(Source data)
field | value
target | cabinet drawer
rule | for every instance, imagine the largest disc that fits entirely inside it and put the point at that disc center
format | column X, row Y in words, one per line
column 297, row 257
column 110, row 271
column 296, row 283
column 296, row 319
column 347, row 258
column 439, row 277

◆ PROBLEM STATEMENT: Reproduce the data above line for line, without changing anything.

◆ RESULT OF THIS EXERCISE:
field | value
target | cabinet drawer
rule | for every instance, imagine the largest disc that fits entirely inside it and put the point at that disc center
format | column X, row Y in words, one per line
column 297, row 257
column 110, row 271
column 296, row 283
column 296, row 319
column 347, row 258
column 439, row 277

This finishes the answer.